**Set exercise:** In the listing below, copy out the lines from the one containing "Find the white blouse" to the one containing "<point>451,377</point>", including both, with no changes.

**Records to use:**

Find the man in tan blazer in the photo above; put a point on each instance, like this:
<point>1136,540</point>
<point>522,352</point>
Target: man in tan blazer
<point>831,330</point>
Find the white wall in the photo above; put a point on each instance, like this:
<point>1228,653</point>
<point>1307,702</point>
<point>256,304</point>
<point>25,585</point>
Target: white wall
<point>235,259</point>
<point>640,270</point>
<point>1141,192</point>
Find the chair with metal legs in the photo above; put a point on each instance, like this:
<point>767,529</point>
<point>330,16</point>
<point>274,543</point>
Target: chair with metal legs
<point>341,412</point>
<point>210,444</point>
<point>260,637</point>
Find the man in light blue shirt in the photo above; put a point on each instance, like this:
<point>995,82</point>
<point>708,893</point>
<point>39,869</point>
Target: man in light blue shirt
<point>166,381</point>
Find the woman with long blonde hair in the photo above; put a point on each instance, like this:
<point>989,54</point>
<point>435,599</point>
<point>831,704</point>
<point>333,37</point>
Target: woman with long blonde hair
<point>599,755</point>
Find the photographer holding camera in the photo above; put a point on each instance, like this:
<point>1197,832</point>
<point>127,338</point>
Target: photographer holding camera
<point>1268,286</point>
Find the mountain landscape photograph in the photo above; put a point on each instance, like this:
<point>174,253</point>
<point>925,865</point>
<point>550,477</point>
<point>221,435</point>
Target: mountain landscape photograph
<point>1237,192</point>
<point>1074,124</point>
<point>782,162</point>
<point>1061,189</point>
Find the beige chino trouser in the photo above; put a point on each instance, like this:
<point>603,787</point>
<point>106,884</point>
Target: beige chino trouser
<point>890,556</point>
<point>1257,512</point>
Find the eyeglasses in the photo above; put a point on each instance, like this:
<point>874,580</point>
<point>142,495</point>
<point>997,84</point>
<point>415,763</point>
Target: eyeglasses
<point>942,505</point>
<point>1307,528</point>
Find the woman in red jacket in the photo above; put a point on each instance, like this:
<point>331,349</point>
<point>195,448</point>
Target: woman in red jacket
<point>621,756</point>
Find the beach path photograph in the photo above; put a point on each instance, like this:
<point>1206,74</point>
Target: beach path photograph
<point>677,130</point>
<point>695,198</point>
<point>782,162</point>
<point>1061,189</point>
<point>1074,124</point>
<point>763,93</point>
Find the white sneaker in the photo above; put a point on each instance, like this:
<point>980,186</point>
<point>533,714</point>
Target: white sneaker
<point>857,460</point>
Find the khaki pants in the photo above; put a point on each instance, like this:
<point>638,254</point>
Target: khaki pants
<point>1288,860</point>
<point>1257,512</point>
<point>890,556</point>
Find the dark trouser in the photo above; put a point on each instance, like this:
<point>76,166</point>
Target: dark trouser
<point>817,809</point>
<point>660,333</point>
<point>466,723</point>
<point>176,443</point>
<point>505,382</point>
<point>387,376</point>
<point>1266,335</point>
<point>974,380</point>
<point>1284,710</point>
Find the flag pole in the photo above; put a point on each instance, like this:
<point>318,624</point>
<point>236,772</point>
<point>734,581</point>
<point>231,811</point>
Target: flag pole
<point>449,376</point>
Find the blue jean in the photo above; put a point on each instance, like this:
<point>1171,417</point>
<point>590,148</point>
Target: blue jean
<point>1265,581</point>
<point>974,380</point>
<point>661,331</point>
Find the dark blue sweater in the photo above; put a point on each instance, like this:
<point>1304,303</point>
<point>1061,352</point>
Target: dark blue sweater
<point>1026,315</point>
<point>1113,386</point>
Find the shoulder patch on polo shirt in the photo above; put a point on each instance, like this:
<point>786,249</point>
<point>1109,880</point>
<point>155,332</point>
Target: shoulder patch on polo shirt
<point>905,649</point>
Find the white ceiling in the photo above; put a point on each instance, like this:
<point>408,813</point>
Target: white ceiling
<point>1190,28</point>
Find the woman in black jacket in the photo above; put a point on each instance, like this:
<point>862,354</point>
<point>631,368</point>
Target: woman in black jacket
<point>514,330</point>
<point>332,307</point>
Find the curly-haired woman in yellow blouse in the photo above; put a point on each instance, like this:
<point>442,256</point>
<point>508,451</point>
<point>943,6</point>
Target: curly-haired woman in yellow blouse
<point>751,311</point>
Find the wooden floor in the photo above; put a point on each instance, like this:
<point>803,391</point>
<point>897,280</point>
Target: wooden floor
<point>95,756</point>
...
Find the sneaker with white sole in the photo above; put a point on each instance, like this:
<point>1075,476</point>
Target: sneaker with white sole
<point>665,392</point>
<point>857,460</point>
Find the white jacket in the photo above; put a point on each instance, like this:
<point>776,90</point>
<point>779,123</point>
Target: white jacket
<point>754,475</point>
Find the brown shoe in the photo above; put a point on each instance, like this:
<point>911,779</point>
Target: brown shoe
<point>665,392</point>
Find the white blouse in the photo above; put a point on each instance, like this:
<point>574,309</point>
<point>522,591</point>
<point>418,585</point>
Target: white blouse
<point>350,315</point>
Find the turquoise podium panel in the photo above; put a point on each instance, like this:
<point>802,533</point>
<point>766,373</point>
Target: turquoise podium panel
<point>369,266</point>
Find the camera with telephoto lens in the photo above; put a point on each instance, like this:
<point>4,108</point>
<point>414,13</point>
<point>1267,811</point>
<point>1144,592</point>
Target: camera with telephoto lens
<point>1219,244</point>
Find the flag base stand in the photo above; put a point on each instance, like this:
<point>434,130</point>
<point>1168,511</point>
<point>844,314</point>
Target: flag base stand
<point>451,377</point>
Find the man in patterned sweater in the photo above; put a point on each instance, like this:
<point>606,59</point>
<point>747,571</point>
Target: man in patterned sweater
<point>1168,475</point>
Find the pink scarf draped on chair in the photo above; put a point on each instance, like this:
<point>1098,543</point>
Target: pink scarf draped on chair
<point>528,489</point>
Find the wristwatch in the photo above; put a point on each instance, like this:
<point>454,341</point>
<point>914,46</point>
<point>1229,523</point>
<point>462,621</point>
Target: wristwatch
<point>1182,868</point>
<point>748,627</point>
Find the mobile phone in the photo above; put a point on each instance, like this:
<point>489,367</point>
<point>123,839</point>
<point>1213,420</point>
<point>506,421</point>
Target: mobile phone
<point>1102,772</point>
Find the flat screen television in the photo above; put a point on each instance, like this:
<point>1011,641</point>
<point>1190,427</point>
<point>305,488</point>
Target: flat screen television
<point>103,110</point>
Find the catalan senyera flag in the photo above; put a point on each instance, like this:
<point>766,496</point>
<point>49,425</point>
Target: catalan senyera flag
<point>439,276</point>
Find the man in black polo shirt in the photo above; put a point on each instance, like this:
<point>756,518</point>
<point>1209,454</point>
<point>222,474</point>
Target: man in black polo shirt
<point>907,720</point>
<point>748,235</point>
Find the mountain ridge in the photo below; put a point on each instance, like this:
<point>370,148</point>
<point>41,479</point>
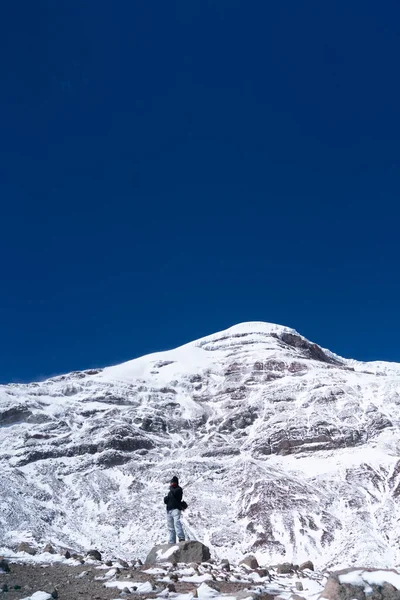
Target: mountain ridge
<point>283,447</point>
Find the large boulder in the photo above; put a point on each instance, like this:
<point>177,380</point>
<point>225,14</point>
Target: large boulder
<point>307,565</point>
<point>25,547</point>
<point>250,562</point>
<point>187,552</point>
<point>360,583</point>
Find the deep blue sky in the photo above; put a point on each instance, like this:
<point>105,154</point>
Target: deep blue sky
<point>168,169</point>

**Solution to this problem:**
Find the white blouse in the photo above; put a point on each instance, like this:
<point>574,309</point>
<point>522,591</point>
<point>418,585</point>
Target: white blouse
<point>350,315</point>
Find the turquoise podium panel in the photo above; put a point on each instance, like this:
<point>802,533</point>
<point>766,373</point>
Target: turquoise podium panel
<point>369,266</point>
Find the camera with telephoto lens in the photo above; put a point on each instance, like this:
<point>4,108</point>
<point>414,13</point>
<point>1267,811</point>
<point>1144,592</point>
Target: camera with telephoto lens
<point>1219,244</point>
Find the flag base stand in the photo above; put a point on each instance, like this:
<point>434,130</point>
<point>1168,511</point>
<point>844,314</point>
Target: flag base stand
<point>451,377</point>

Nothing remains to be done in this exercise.